The impact of conflict on children must be everyone’s concern. Those at Bvumbwe camp cry for warring Thyolo villages to give peace a chance. James Chavula writes
Fenia Malanga and her husband Manuel Jumbe have become refugees in their district of origin.
Actually, the couple was displaced by clashes that forced about 100 residents of Ngumano Village in Thyolo to take cover in an incomplete resthouse behind Malawi Savings Bank (MSB) at Bvumbwe Trading Centre.
“We were devastated to leave home, but conditions at the camp can break every mother’s heart because children are facing depressing problems,” says Malanga, 19.
For the camp’s 94 escapees, they were left homeless on January 25 when residents of the neighbouring Wilson Village invaded Ngomano, burning, looting and destroying houses, livestock and crops.
The woman was pregnant when she fled home. On February 20, she gave birth to a baby girl at Bvumbwe Research Station’s clinic. Unfortunately, Nisha, the newborn, died of pneumonia almost a week later—a loss she squarely blames on worsening conditions at the camp.
But the grief-stricken parents also cry for the future of 54 children at the congested camp. Thirty of them are pupils.
“I don’t want the children in our midst to follow Nisha because they do not know why we are here,” says the woman.
And adds her husband, 20: “It is sad that children are living on one meal a day like prisoners. They sleep on the floor without blankets. Some have suffered malaria because they have no mosquito nets. They no longer go to school. What will happen to their chances in life?”

(Dataset entries)
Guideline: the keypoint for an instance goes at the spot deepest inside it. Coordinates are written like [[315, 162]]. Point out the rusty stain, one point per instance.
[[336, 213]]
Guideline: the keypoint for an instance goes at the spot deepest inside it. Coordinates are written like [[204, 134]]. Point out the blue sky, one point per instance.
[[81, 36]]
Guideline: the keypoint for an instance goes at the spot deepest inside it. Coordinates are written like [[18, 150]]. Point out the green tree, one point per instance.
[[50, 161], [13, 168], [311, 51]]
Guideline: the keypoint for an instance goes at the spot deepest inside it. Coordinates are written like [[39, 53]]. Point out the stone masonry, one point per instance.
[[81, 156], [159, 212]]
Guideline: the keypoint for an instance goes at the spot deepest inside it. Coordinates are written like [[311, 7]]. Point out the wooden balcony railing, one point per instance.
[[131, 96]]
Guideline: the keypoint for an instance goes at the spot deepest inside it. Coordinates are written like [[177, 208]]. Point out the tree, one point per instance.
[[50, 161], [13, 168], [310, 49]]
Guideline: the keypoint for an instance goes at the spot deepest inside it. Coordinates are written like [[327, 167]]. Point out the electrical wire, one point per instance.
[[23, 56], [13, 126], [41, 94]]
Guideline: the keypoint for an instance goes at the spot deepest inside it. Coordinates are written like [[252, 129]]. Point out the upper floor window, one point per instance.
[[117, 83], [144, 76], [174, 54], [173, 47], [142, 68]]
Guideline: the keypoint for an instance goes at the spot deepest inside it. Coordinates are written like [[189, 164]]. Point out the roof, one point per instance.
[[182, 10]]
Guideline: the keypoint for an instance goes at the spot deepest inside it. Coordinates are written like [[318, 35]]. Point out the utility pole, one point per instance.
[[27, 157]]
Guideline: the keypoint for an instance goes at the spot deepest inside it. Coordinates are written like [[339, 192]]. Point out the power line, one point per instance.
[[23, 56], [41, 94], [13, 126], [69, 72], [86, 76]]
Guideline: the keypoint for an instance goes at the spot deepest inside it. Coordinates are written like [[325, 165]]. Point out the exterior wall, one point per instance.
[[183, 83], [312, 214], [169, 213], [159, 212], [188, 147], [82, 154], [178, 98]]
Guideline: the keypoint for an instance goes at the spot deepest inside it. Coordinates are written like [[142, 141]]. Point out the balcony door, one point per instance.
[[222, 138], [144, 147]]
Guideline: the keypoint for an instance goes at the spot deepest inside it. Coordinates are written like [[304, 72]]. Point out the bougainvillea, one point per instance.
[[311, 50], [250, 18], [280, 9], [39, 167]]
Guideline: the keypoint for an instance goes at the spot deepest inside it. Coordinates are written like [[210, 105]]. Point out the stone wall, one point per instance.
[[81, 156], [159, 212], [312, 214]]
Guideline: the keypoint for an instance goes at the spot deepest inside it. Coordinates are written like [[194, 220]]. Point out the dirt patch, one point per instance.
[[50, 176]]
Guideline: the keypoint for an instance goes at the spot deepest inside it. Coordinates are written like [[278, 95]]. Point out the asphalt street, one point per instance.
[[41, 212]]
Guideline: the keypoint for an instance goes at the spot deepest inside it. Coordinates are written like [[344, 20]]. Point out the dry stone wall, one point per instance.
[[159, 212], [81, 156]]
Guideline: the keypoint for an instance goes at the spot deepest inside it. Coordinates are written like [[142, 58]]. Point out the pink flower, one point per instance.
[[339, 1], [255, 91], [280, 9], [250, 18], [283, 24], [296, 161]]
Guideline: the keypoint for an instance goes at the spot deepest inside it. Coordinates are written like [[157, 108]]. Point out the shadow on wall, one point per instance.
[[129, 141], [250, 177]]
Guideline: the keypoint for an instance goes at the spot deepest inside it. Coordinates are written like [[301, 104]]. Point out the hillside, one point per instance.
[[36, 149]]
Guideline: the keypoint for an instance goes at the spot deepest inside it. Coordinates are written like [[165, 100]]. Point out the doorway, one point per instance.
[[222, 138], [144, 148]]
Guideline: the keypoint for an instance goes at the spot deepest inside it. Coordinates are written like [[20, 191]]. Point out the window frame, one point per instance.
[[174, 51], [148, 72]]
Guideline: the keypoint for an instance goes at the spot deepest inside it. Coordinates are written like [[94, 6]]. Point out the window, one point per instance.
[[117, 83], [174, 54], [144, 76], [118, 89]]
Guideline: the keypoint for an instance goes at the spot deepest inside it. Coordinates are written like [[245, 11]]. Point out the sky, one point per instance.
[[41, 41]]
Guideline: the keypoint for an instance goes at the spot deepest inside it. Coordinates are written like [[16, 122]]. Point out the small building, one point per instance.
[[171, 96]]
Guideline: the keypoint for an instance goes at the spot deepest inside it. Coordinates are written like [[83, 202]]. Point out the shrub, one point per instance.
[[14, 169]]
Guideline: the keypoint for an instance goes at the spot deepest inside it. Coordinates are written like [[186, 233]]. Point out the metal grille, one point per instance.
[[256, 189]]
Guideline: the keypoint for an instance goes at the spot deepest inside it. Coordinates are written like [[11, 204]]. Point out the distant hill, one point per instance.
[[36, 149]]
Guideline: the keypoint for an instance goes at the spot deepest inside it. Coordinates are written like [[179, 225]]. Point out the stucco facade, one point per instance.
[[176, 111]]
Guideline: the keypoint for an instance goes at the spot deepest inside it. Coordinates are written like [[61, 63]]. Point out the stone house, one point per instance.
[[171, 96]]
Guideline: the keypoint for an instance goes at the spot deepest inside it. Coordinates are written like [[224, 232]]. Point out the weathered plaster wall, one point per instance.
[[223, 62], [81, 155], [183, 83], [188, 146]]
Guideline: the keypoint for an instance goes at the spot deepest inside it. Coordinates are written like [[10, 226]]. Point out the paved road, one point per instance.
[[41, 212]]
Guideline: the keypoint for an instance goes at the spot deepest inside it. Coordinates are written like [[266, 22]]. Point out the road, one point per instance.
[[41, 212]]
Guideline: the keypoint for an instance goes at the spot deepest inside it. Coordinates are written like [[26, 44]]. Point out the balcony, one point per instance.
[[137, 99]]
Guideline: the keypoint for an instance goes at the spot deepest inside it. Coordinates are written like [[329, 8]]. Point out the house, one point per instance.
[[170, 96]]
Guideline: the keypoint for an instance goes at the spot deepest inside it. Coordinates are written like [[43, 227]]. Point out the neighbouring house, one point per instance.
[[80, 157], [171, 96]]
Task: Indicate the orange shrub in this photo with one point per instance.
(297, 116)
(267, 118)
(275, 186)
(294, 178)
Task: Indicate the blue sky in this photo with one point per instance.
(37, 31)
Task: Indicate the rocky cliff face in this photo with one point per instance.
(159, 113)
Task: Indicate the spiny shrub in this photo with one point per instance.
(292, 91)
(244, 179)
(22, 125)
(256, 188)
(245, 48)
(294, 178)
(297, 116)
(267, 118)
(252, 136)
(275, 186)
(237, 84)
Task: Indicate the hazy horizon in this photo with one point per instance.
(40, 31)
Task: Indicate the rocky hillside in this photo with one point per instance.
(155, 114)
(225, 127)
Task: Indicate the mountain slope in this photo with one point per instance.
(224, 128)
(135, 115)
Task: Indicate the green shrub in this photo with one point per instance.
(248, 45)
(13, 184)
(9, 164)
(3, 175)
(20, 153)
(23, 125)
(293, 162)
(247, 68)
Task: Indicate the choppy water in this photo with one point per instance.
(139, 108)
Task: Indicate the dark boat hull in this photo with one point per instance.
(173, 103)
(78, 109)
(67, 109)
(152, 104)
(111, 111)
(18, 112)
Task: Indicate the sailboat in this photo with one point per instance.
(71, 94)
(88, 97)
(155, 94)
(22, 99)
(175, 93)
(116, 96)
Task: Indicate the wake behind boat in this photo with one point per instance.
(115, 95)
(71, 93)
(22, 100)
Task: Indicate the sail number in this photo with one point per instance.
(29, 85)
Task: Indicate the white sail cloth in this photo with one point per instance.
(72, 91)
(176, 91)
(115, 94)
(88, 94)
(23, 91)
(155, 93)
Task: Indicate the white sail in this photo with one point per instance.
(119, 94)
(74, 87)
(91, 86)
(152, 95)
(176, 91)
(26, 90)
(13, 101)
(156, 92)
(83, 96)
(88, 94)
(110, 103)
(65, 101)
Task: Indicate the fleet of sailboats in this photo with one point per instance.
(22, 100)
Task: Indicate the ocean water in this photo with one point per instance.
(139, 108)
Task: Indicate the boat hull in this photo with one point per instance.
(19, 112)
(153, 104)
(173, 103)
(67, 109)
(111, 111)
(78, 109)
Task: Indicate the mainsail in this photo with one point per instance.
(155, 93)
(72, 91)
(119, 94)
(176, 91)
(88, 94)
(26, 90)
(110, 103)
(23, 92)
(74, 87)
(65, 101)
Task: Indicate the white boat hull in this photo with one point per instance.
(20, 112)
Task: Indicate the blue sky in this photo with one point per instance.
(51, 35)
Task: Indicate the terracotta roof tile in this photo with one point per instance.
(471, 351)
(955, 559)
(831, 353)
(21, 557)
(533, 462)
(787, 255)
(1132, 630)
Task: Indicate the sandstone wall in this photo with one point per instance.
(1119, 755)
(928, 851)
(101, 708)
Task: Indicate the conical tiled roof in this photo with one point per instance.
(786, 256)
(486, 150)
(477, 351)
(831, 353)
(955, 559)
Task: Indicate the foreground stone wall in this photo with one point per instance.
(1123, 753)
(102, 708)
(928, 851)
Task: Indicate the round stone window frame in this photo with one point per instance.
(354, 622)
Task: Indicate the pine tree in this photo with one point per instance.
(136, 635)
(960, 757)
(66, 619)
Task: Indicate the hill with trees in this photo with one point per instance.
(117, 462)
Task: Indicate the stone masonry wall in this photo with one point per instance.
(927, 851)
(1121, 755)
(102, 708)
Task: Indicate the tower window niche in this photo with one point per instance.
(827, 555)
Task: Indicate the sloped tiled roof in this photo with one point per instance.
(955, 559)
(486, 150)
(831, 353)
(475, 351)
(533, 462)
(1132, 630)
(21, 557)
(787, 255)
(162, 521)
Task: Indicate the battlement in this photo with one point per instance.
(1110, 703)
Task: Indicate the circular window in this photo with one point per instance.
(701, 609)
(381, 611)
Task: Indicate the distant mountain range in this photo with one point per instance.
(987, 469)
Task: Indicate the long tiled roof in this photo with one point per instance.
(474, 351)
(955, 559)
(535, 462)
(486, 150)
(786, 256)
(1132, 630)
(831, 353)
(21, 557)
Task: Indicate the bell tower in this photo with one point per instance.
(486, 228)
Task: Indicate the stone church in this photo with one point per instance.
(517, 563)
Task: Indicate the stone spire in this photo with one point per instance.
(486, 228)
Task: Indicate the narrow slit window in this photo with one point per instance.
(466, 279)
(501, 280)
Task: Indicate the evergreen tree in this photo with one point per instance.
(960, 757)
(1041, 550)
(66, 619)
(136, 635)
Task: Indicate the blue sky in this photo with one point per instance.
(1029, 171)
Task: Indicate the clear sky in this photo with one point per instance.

Required action => Reproduce word for word the passage of the article on the Bvumbwe camp, everything from "The impact of" down to "Bvumbwe Trading Centre.". The lines above are not needed for this work.

Result of this task =>
The impact of conflict on children must be everyone’s concern. Those at Bvumbwe camp cry for warring Thyolo villages to give peace a chance. James Chavula writes
Fenia Malanga and her husband Manuel Jumbe have become refugees in their district of origin.
Actually, the couple was displaced by clashes that forced about 100 residents of Ngumano Village in Thyolo to take cover in an incomplete resthouse behind Malawi Savings Bank (MSB) at Bvumbwe Trading Centre.